Short exercise >> Below is a text on Soviet law. Condense the paragraph that begins "The adoption of these" into a short list that keeps its main facts.

Extract to read >>

________________________________________

The emphasis on the educational role of law is connected with the theory of the dying out of state and law once communism is achieved. In 1961 the achievement of the first stage of communism was promised within twenty years. At the same time the Stalinist theory that the state must get stronger and stronger in order to create the conditions for its demise was rejected. The 1961 Communist party program declared that the period of proletarian dictatorship was over and that Soviet society would take immediate (although very gradual) steps to replace the coercive machinery of the state by the persuasive, voluntary processes of popular social action. In accord with this theory, various paralegal bodies have been established—notably, informal “comrades’ courts” in factories and apartment houses, which mete out reprimands and light fines for minor offenses, as well as “people’s patrols” (druzhiny), which act as volunteer auxiliary police. In addition, people who lead an “antisocial, parasitic way of life” and “live on unearned income” are tried by collectives of workers or by the courts in a special administrative procedure and are subject to “resettlement” for two to five years in places where they must take socially useful jobs.
The adoption of these “antiparasite” laws in the major republics in 1961 coincided with a general increase in harsh penalties for serious crimes. Thus, in 1961 the death penalty was introduced for large-scale economic crimes, counterfeiting, and illegal transactions in foreign currency. In 1962 repeated bribery of officials, rape committed by a group, and attempted homicide of a policeman or volunteer auxiliary policeman (druzhinnik) were added to the list of capital offenses. (Prior to 1961, only certain political crimes—treason, espionage, banditry, wrecking, terrorist acts—and murder committed under aggravating circumstances were subject to the death penalty in time of peace, and in 1958 the maximum period of confinement had been reduced from 25 to 15 years.)

________________________________________

Data provided >>

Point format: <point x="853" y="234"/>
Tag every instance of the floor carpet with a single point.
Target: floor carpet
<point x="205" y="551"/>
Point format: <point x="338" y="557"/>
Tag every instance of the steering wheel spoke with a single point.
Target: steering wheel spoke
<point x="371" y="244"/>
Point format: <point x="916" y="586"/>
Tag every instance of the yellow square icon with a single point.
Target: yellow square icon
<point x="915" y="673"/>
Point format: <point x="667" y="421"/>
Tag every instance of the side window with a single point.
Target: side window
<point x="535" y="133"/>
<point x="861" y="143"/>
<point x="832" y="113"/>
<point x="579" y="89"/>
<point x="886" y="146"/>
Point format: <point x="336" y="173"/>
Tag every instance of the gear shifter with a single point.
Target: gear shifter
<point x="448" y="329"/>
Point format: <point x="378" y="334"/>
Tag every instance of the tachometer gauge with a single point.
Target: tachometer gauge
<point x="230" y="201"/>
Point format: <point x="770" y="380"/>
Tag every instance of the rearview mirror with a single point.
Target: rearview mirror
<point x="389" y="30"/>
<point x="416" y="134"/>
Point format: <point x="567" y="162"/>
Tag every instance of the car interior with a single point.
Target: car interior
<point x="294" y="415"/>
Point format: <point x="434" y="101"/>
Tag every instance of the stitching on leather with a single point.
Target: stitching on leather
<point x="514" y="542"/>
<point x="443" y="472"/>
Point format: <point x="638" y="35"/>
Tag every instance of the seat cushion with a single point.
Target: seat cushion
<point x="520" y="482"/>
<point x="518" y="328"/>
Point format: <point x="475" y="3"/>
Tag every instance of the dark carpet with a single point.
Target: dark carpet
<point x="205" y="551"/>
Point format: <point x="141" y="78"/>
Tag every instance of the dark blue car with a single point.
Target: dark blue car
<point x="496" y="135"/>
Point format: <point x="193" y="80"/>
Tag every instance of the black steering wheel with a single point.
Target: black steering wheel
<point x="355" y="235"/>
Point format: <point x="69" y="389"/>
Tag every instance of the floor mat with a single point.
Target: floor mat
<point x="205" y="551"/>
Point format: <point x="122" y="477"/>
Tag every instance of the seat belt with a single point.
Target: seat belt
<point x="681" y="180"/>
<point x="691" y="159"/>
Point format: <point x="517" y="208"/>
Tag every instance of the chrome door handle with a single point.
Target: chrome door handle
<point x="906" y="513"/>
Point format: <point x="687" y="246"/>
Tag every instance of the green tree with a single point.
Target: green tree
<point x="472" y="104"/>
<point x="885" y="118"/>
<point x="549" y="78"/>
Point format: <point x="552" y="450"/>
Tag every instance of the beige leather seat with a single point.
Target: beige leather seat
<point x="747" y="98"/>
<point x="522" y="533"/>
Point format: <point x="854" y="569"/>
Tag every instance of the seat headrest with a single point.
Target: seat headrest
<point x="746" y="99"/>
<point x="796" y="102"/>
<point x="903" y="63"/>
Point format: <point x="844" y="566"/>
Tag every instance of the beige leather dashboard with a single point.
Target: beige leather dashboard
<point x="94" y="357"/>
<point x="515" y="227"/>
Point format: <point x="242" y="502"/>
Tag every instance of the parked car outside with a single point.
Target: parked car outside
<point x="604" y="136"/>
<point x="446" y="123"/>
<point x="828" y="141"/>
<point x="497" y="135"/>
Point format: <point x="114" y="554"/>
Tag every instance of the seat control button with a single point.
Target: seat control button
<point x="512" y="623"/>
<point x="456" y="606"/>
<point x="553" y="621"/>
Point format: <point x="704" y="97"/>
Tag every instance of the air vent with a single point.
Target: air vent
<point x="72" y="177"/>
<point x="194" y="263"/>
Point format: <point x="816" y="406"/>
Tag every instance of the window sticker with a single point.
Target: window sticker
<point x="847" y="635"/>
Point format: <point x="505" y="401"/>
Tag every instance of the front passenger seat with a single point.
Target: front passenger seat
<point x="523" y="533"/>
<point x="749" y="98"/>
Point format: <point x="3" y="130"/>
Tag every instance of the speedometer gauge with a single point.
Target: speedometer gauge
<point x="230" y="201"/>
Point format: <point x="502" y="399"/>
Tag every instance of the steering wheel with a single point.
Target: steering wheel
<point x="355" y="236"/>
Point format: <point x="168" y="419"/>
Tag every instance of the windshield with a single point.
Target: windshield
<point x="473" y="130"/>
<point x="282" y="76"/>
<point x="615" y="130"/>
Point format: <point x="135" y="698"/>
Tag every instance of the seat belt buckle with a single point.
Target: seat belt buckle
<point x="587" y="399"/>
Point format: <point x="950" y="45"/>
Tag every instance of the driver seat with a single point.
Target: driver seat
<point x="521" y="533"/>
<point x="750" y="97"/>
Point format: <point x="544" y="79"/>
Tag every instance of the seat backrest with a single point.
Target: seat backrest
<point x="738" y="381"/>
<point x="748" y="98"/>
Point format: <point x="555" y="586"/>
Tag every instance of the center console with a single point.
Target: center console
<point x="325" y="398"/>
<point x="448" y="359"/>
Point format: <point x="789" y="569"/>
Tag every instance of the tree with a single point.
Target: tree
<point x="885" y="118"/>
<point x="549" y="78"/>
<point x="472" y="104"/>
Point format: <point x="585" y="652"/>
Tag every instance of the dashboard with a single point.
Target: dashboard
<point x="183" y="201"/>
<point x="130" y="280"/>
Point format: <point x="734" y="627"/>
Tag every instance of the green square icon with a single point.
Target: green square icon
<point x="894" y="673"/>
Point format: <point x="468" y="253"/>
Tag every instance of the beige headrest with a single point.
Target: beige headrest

________________________________________

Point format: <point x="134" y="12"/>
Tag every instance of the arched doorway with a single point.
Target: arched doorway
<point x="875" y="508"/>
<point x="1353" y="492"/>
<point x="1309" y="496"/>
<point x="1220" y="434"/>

________________________________________

Complete answer >>
- In 1961 the major republics adopted the "antiparasite" laws, while penalties for serious crimes became harsher in general.
- In 1961 the death penalty was introduced for large-scale economic crimes, counterfeiting, and illegal transactions in foreign currency.
- In 1962 repeated bribery of officials, group rape, and attempted homicide of a policeman or volunteer auxiliary policeman (druzhinnik) became capital offenses.
- Before 1961, the peacetime death penalty applied only to certain political crimes (treason, espionage, banditry, wrecking, terrorist acts) and to murder under aggravating circumstances.
- In 1958 the maximum period of confinement had been reduced from 25 to 15 years.